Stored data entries
----

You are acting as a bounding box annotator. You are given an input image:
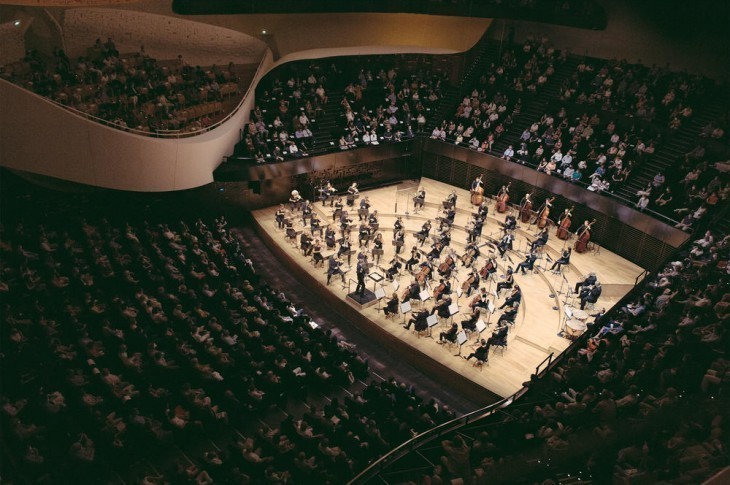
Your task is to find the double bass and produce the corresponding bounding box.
[574,220,596,253]
[520,195,533,223]
[496,183,511,213]
[471,176,484,205]
[536,197,555,229]
[556,207,573,240]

----

_Work to be completed:_ Without the images, write out all of the records exactly.

_The answer:_
You are acting as a bounding box annotator. You are given an input image:
Your task is to find the double bass and produce the corresponding bounding box.
[574,220,596,253]
[520,195,533,223]
[496,183,511,213]
[471,176,484,205]
[536,197,555,229]
[556,207,573,240]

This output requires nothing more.